WORK TO COMPLETE
Please copy every entry below, changing each "photograph" to "image" and leaving everything else unchanged.

* BEGIN SOURCE DATA *

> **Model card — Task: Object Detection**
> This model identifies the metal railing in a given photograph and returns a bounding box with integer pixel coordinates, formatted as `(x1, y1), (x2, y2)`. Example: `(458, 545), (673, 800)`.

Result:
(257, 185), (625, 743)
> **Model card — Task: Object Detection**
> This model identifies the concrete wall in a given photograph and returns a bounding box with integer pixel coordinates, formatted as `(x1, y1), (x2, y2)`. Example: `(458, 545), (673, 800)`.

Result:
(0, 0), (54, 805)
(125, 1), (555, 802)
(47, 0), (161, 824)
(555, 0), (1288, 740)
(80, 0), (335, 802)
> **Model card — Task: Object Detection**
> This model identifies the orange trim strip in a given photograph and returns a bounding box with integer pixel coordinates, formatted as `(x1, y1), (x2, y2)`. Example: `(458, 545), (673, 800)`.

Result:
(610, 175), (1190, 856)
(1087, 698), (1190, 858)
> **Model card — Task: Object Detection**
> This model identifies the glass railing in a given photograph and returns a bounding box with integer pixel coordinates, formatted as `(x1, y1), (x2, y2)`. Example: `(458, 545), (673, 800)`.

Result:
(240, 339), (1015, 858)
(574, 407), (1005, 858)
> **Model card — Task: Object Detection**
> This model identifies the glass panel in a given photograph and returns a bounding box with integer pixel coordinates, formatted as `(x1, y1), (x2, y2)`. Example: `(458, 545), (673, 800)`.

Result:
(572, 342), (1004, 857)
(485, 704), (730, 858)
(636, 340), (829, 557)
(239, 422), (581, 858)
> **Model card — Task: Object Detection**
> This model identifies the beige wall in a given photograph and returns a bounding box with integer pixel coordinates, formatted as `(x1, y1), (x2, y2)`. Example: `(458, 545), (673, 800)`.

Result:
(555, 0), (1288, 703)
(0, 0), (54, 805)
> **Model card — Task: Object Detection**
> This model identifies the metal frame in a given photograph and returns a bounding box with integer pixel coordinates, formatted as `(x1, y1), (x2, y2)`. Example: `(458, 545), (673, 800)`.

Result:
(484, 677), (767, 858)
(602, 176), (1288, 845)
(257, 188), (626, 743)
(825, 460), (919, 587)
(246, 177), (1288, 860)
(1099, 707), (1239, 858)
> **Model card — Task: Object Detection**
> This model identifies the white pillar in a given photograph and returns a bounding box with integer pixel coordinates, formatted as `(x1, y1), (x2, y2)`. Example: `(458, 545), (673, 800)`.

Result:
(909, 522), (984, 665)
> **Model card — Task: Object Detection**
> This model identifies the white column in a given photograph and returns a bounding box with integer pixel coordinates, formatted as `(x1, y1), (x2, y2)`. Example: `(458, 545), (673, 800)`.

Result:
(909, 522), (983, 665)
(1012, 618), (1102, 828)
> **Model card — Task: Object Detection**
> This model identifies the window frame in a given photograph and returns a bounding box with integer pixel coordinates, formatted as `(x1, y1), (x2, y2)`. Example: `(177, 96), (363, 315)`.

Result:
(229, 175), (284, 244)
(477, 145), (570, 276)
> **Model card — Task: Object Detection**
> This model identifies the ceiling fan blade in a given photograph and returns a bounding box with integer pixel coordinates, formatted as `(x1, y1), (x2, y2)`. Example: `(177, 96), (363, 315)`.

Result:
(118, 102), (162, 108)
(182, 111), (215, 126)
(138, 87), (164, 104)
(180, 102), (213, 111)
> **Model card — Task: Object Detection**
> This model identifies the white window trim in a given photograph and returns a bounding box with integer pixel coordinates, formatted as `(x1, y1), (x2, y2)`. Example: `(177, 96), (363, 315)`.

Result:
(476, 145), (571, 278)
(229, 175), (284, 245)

* END SOURCE DATA *

FINISHED ANSWER
> **Model card — Task: Object Detection**
> This model identifies the metal railing in a given image and returns a bounding box with integer pixel coordinates, formatted as `(x1, y1), (x2, y2)`. Example: `(458, 545), (673, 800)`.

Result:
(257, 185), (625, 743)
> **Model card — Task: Object Detection**
> This model identifies the concrete wall in a given image and returns a bounding box with integer pixel coordinates, formatted as `(x1, y1), (x2, y2)`. Example: `(458, 545), (673, 800)`.

Result:
(0, 0), (54, 805)
(125, 1), (555, 802)
(47, 0), (161, 824)
(555, 0), (1288, 740)
(80, 0), (335, 802)
> **Model card — Task: Object Detection**
> This model identifies the orange trim strip in a given image and returns a bounding box with integer pixel coordinates, formatted as `(x1, y1), (x2, y2)`. Example: `(458, 545), (673, 800)`.

Result:
(610, 175), (1190, 856)
(1087, 698), (1190, 858)
> **Model card — Task: Object Detection**
> This model identifies the glass railing in a given image and returns a bounding box with integer pixel coordinates, formatted as `(x1, y1), (x2, y2)`. Example: `(458, 545), (673, 800)`.

Result:
(240, 339), (1015, 858)
(574, 407), (1005, 858)
> **Model card — Task: Object Detection**
> This model identifies the glass panel in a given image and returns a bounding box with integer pixel coordinates, formatted as `(x1, y1), (x2, y2)`. Example: `(458, 545), (673, 800)`.

Result:
(572, 342), (1004, 857)
(485, 704), (730, 858)
(636, 340), (829, 557)
(239, 422), (581, 858)
> **Model card — Task: Object Detection**
> This model identifies the beige wall in a given image and returns a bounding box with integer pixel coordinates, formatted as `(x1, y1), (x2, y2)`. Example: `(458, 545), (673, 800)`.

Result:
(555, 0), (1288, 703)
(0, 0), (54, 805)
> **Model card — Task: Object Detection**
> This model identifies the metal frame in a given image and returns a bounding box with integer pixel coordinates, formatted as `(x1, y1), (x2, y2)`. Example: `(458, 545), (673, 800)`.

Result:
(484, 677), (767, 858)
(602, 176), (1288, 845)
(257, 188), (626, 743)
(825, 460), (919, 587)
(246, 177), (1288, 860)
(1099, 707), (1239, 858)
> **Model card — Task: Object Detection**
> This model identifies the white pillar in a given image and returns a bounding box with integer pixel coordinates, formatted as `(x1, y1), (x2, y2)`. Example: `(458, 545), (673, 800)`.

Result:
(909, 522), (984, 665)
> **Model card — Task: Object Detection**
> This model identifies the white column in a given image and returns a bounding box with integer pixel coordinates, formatted as `(x1, y1), (x2, y2)`. Example: `(458, 545), (673, 800)`.

Result:
(909, 522), (983, 665)
(1012, 618), (1102, 828)
> **Model card — Task: Object Detection**
> This model identifies the window frame in a given image and returns a bounding box with integer pixel coordinates, formatted as `(x1, y1), (x2, y2)`. Example: `(177, 96), (363, 315)`.

Result:
(229, 175), (284, 244)
(477, 145), (570, 276)
> **Model card — Task: Object Detection**
> This model identifies the ceiling fan blade in a given image and returns a bounding box with integer pixel coordinates, formatted as `(x1, y1), (x2, y2)`. Example: `(177, 96), (363, 315)`.

Result:
(118, 102), (162, 108)
(182, 111), (215, 126)
(138, 87), (164, 104)
(180, 102), (213, 111)
> **Model card — Task: Object Detection**
> This model identifies the white window trim in a given image and returns a bounding box with integer pixel coordinates, formatted as `(x1, y1), (x2, y2)`. Example: `(177, 96), (363, 315)`.

Result:
(476, 145), (571, 278)
(229, 175), (284, 245)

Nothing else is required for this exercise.